RECORDS SUPPLIED
########

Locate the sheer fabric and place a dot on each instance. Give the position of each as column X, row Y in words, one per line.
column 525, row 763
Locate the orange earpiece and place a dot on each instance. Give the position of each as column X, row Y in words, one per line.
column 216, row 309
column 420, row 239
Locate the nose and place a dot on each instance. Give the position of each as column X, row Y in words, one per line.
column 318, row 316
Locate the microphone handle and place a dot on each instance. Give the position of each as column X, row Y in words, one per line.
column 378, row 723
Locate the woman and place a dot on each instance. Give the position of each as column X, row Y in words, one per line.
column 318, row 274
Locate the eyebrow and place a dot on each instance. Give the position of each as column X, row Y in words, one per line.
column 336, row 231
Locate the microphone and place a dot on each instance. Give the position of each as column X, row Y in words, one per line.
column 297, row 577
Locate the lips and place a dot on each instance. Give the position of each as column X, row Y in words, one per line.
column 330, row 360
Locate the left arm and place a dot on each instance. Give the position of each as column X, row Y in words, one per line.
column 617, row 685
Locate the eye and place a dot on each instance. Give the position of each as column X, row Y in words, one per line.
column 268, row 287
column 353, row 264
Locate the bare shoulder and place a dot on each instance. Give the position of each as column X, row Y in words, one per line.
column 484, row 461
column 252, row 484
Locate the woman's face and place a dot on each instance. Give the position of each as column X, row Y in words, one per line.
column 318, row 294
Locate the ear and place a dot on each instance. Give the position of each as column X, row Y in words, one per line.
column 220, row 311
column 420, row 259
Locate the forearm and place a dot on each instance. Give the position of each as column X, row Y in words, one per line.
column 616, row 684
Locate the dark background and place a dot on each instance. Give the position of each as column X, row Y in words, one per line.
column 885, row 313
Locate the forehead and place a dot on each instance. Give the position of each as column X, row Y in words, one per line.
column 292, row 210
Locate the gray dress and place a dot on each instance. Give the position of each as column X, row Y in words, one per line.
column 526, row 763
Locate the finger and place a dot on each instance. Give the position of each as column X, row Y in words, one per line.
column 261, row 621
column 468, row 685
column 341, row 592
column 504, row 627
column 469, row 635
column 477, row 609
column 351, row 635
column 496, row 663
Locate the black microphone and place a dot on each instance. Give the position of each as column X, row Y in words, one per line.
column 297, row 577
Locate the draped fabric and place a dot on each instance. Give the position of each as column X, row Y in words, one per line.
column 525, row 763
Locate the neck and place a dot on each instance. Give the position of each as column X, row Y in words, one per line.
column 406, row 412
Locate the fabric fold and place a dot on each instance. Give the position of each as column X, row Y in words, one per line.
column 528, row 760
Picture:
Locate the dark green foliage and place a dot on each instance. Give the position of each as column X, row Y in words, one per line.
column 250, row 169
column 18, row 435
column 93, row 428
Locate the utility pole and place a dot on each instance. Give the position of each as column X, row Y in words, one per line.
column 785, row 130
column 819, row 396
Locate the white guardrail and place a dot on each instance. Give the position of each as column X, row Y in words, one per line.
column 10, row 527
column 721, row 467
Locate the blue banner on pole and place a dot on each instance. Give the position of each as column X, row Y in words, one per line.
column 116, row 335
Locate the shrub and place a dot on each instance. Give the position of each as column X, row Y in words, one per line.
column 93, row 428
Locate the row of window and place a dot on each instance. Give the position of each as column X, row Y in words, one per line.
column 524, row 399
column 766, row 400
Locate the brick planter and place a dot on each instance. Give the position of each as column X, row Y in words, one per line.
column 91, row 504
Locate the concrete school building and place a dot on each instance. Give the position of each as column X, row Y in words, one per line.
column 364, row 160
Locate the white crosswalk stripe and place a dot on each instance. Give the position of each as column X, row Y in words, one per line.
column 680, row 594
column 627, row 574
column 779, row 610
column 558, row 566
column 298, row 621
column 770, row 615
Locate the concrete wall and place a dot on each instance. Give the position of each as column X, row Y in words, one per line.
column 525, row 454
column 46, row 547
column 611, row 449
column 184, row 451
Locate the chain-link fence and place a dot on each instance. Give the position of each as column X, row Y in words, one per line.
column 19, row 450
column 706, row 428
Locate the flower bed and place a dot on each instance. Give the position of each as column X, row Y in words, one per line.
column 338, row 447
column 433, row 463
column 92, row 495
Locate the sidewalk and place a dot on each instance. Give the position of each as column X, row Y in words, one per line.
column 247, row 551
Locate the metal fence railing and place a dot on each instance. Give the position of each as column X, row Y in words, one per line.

########

WHAT TO DO
Reproduce every row above word for word, from the first one through the last.

EXPECTED OUTPUT
Locate the sheer fabric and place a dot on each instance. Give the position of each as column X, row Y in words, one per line.
column 525, row 763
Locate the orange earpiece and place a dot on each instance. Give the position of each as column X, row Y in words, one per line.
column 216, row 309
column 420, row 239
Locate the nose and place a dot on each instance. Give the position of each as column X, row Y in words, one per line.
column 318, row 316
Locate the microphone handle and place a dot on each instance. Give the position of each as column X, row Y in words, one per line.
column 378, row 723
Locate the woman and place a dot on each instance. Give the position of each as column X, row Y in words, one per line.
column 318, row 274
Locate the eyebrow and place a dot on each instance. Give the position of each as column X, row Y in words, one per line.
column 336, row 231
Locate the microphone and place a dot on each instance. Give the position of each as column X, row Y in words, one per line.
column 297, row 577
Locate the lips and place a dot on each instance. Give the position of each as column X, row Y in words, one per line.
column 330, row 360
Locate the left arm and place a dot on each instance. Give the position of each as column X, row Y in words, one per line.
column 617, row 685
Locate the eye and place a dot on each instance. Give the position of each as column X, row Y in words, one per line.
column 268, row 287
column 353, row 264
Locate the bare shoulder and place a dot on each instance. Give the position of each as column X, row Y in words, one per line.
column 484, row 461
column 252, row 484
Locate the woman's face and place a dot on each instance. Give the position of each as column X, row Y in words, one per line.
column 318, row 294
Locate the ear and place a dot on each instance. Give the position of each as column X, row Y in words, one per line.
column 220, row 311
column 420, row 259
Locate the forearm and place a dot on each instance. Give the position of each as column X, row Y in words, one per line.
column 616, row 684
Locate the dark background and place a dot on each instance. Give the position of each as column X, row Y in words, one per line.
column 885, row 313
Locate the forehead and place a dot on each instance. Give the position of each as column X, row Y in words, one per line.
column 292, row 210
Locate the gray dress and place a dot on each instance. Give the position of each as column X, row Y in words, one per line.
column 526, row 763
Locate the finger and place a dot on each instance. Give the position of each as column X, row Y in words, one per line.
column 261, row 621
column 468, row 685
column 341, row 592
column 504, row 627
column 469, row 635
column 477, row 609
column 351, row 635
column 496, row 663
Locate the black microphone and place a dot on each instance. Give the position of each as column X, row Y in words, one per line.
column 297, row 577
Locate the draped fabric and place a dot on each instance. Give the position of each as column X, row Y in words, one per line.
column 525, row 763
Locate the neck and place a dot on each instance. Give the position of each as column X, row Y in words, one per line.
column 406, row 412
Locate the fabric fold and place a dot on each instance. Give the position of each as column X, row Y in words, one per line.
column 528, row 760
Picture:
Locate the dark green foliage and place a dot on each instance. Give the position of each as column X, row Y in words, one per line.
column 250, row 169
column 18, row 435
column 93, row 428
Locate the utility pole and place a dot on each instance. Give the position of each as column X, row Y in words, one per line.
column 785, row 130
column 819, row 396
Locate the white guardrail and place a dot on each instance. Give the position of each as column X, row Y in words, one per line.
column 10, row 527
column 721, row 467
Locate the blue banner on pole and place a dot on each instance. Give the position of each as column X, row Y in words, one per line.
column 116, row 335
Locate the shrub and place a dot on each instance. Give the position of each as column X, row Y in words, one per line.
column 93, row 428
Locate the row of window and place a dot on each instance. Give the position of each as column X, row Y in words, one per line.
column 524, row 399
column 766, row 400
Locate the brick planter and place a dot on each instance. Give the position of each as column X, row Y in words, one per line.
column 91, row 504
Locate the concrete school building and place a dot on each instance. Give the position of each as column X, row Y in words, one per line.
column 364, row 160
Locate the white crosswalk stripe and place a dot on each instance. Give the position of each as column X, row Y in words, one per line.
column 680, row 594
column 627, row 574
column 779, row 610
column 558, row 566
column 298, row 621
column 770, row 615
Locate the concrete wall and place a dot on each instance. Give the position of each as column X, row Y in words, one per line.
column 525, row 454
column 46, row 547
column 611, row 449
column 184, row 451
Locate the chain-link fence and place a dot on each instance. Give the position of each as column X, row Y in words, one per line.
column 19, row 450
column 706, row 428
Locate the flower bed and place a dot on each instance. Give the position of each as column X, row Y in words, one per line.
column 338, row 447
column 433, row 463
column 92, row 495
Locate the sidewalk and place a dot on each instance. Give the position of each as column X, row Y in words, one per line.
column 247, row 551
Locate the metal fence railing and place a dot on each instance. Give the position of each as column X, row Y in words, one per line.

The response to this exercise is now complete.